What to work on: Copy out all of the data exactly as it appears.

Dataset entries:
/---

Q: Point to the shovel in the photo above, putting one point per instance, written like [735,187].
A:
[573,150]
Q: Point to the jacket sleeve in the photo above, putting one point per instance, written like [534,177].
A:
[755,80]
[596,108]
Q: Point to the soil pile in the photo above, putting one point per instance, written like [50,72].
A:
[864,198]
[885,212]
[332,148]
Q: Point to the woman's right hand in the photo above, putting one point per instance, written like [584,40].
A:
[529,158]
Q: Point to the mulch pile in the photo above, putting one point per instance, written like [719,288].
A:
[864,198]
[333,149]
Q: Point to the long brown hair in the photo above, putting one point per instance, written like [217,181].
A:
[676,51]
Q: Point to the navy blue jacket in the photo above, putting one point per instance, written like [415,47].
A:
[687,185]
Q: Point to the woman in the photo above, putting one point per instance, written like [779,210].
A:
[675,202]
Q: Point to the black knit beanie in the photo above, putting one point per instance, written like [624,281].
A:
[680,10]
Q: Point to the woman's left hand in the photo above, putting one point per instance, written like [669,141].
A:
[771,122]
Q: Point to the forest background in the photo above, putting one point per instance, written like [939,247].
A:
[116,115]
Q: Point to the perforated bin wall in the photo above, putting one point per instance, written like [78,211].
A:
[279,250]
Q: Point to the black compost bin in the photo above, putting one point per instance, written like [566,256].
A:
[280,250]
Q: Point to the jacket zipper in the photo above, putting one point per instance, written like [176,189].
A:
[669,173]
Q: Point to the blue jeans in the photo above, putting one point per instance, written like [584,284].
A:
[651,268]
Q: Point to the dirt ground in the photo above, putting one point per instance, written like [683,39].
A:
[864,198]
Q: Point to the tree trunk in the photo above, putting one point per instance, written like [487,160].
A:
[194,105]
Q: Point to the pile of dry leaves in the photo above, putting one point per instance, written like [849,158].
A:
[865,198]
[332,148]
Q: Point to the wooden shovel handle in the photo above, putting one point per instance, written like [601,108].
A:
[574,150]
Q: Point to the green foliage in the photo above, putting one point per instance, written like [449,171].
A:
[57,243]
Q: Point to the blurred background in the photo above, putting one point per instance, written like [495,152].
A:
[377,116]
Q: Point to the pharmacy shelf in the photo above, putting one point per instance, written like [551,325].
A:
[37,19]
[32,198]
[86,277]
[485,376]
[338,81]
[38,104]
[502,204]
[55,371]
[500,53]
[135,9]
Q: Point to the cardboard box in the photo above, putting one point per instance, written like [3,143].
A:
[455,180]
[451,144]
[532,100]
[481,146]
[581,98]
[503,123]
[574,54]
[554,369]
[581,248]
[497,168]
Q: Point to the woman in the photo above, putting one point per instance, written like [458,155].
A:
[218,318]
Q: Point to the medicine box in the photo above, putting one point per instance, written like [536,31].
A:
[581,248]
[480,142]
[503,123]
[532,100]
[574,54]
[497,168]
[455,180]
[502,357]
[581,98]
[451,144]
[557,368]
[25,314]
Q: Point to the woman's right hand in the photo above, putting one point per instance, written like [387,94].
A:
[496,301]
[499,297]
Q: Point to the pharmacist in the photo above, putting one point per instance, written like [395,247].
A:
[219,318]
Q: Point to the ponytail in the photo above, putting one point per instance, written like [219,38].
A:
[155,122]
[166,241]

\---

Task output:
Q: Point to the shovel in the photo above, putting one point per instance, written like [735,187].
A:
[573,150]
Q: Point to the jacket sleeve in the photo above, putting one point per instance, written like [534,177].
A:
[755,80]
[596,108]
Q: Point to the soil pile in the photo above, putting one point per instance, written like [50,72].
A:
[864,198]
[885,212]
[332,148]
Q: Point to the woman's right hand in the photo above, putting one point per instance, written like [584,40].
A:
[529,158]
Q: Point to the mulch pile in the photo above, putting one point per instance, written like [719,288].
A:
[864,198]
[333,149]
Q: Point to the long brown hair in the photo above, putting one point per instance, written like [217,181].
A:
[676,51]
Q: Point to the navy blue jacket in the photo above, putting one point per instance, written like [415,47].
A:
[687,185]
Q: Point to the woman in the photo above, putting one point per instance, written like [779,210].
A:
[675,202]
Q: Point to the black knit beanie in the photo above, putting one point per instance, written like [624,281].
A:
[680,10]
Q: Point to the woman's left hand in the photo above, putting one point per instance, written like [669,141].
A:
[771,122]
Q: Point to the forest background in the photo above, putting one point per instance, written like [939,247].
A:
[116,115]
Q: Point to the perforated bin wall in the photo above, putting one point per instance, written like [78,211].
A:
[279,250]
Q: Point to the black compost bin in the photo above, putting one point per instance, written like [566,256].
A:
[280,250]
Q: Point to the jacket zipper in the photo above, putting one point per instance, written like [176,189].
A:
[669,173]
Q: Point to the blue jeans in the photo above, putting one point per instance, written like [584,284].
A:
[651,268]
Q: Point to the dirt ground in the photo above, putting one point per instance, written like [683,39].
A:
[864,198]
Q: Point to the tree trunk in the photo above, putting one point per instance, written like [487,160].
A:
[194,105]
Q: Point to the pile of dry leaves in the photo above, putting one point per instance, written like [849,158].
A:
[865,198]
[332,148]
Q: Point to the wooden shovel handle in the photo above, putting one point per instance, written like [601,108].
A:
[574,150]
Q: Point to the green foliage in the photo above, putting one point per instance, written like [449,171].
A:
[57,243]
Q: Point to the blurred background in the photo above, putting one point per instance, written like [495,152].
A:
[377,116]
Q: Point to the pharmacy shelf in the photo above, putting one point per instance, written like [551,325].
A:
[37,19]
[32,198]
[86,277]
[485,376]
[338,81]
[38,104]
[502,204]
[55,371]
[500,53]
[135,9]
Q: Point to the cardboard box in the photo above, putting one point per instance, written like [3,143].
A:
[455,180]
[451,144]
[532,100]
[481,146]
[581,98]
[503,123]
[574,54]
[554,369]
[581,248]
[497,168]
Q: Point to the woman in the photo above, putting one point per instance, written like [458,155].
A:
[218,318]
Q: Point to the medicine box in the photo above, putting one point per instance, written like [536,31].
A:
[581,248]
[480,142]
[503,123]
[532,100]
[574,54]
[497,168]
[455,180]
[502,357]
[581,98]
[451,144]
[557,368]
[25,314]
Q: Point to the woman's right hand in the photo above, putting one point per instance, written like [387,94].
A:
[496,301]
[499,297]
Q: Point to the pharmacist in the photo above, putting one point per instance, written like [395,247].
A:
[219,318]
Q: Point to the ponytail in the photo above, putting one point per instance, written like [219,38].
A:
[155,122]
[166,241]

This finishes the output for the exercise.